● Document passage:

=== Begin Enclosure ===

OpenDRIVE 1.6.1 contains elements that were introduced in version 1.5 but are not compatible with version 1.4. To ensure compatibility with versions 1.4 and 1.5, these elements are technically defined as optional in the XML schema of version 1.6.1. They are marked as "Optional for backwards compatibility" in the annotations of the UML model.

During the development of OpenDRIVE 1.6.0 and OpenDRIVE 1.6.1 errors where found in the xsd schemas of version 1.4 and 1.5 with respect to the documentation of these versions. Therefore, backward compatiblity is ensured to the documentation of version 1.4 and 1.5.

3.3. References to other standards

XML 1.0 Schema [4]
UML 2.5.1 Standard[10]
ISO 3166-2 for country codes [8]
ISO 8855 for right handed coordinate systems
ISO 8601 for time / date [7]
Georeferencing (ISO DIN 19111)
ASAM OpenCRG [3]

4. General Architecture

4.1. File Structure

OpenDRIVE data is stored in XML files with the extension .xodr. Compressed OpenDRIVE files have the extension ".xodrz" (compression format: gzip).

The OpenDRIVE file structure conforms to XML rules; the associated schema file is referenced in the XML. The schema file for the OpenDRIVE® format can be retrieved from https://www.asam.net/standards/detail/opendrive/

Elements are organized in levels. Elements with a level that is greater than zero (0) are children of the preceding level. Elements with a level of one (1) are called primary elements.

Each element can be extended with user-defined data. This data is stored in so-called user data elements.

=== End Enclosure ===

● Data block:
=== Begin Enclosure ===

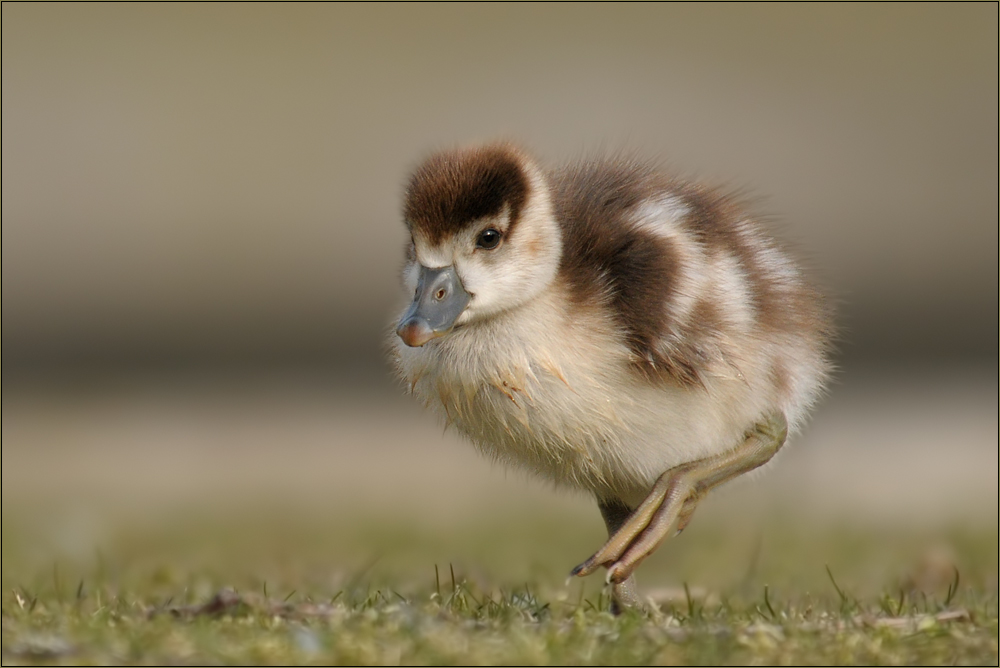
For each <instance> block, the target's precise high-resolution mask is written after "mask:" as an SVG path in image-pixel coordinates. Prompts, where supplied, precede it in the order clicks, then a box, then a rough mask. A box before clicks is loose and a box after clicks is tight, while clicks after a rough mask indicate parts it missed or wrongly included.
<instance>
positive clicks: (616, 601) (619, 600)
mask: <svg viewBox="0 0 1000 668" xmlns="http://www.w3.org/2000/svg"><path fill="white" fill-rule="evenodd" d="M597 507H598V508H600V509H601V517H603V518H604V524H605V526H607V527H608V538H611V537H612V536H614V535H615V533H616V532H617V531H618V530H619V529H620V528H621V527H622V525H623V524H625V522H626V521H627V520H628V517H629V515H631V514H632V510H631V509H630V508H629V507H628V506H626V505H625V504H624V503H622V502H621V501H618V500H617V499H614V500H610V501H601V500H598V502H597ZM638 604H639V595H638V593H637V592H636V586H635V576H634V575H630V576H629V577H628V578H626V579H625V581H624V582H618V583H615V584H613V585H611V613H612V614H614V615H620V614H621V613H622V612H624V611H625V610H626V609H628V608H633V607H635V606H637V605H638Z"/></svg>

=== End Enclosure ===

● Your instructions: Could you pull out the entire OpenDRIVE passage and reproduce it word for word?

● Output:
OpenDRIVE 1.6.1 contains elements that were introduced in version 1.5 but are not compatible with version 1.4. To ensure compatibility with versions 1.4 and 1.5, these elements are technically defined as optional in the XML schema of version 1.6.1. They are marked as "Optional for backwards compatibility" in the annotations of the UML model.

During the development of OpenDRIVE 1.6.0 and OpenDRIVE 1.6.1 errors where found in the xsd schemas of version 1.4 and 1.5 with respect to the documentation of these versions. Therefore, backward compatiblity is ensured to the documentation of version 1.4 and 1.5.

3.3. References to other standards

XML 1.0 Schema [4]
UML 2.5.1 Standard[10]
ISO 3166-2 for country codes [8]
ISO 8855 for right handed coordinate systems
ISO 8601 for time / date [7]
Georeferencing (ISO DIN 19111)
ASAM OpenCRG [3]

4. General Architecture

4.1. File Structure

OpenDRIVE data is stored in XML files with the extension .xodr. Compressed OpenDRIVE files have the extension ".xodrz" (compression format: gzip).

The OpenDRIVE file structure conforms to XML rules; the associated schema file is referenced in the XML. The schema file for the OpenDRIVE® format can be retrieved from https://www.asam.net/standards/detail/opendrive/

Elements are organized in levels. Elements with a level that is greater than zero (0) are children of the preceding level. Elements with a level of one (1) are called primary elements.

Each element can be extended with user-defined data. This data is stored in so-called user data elements.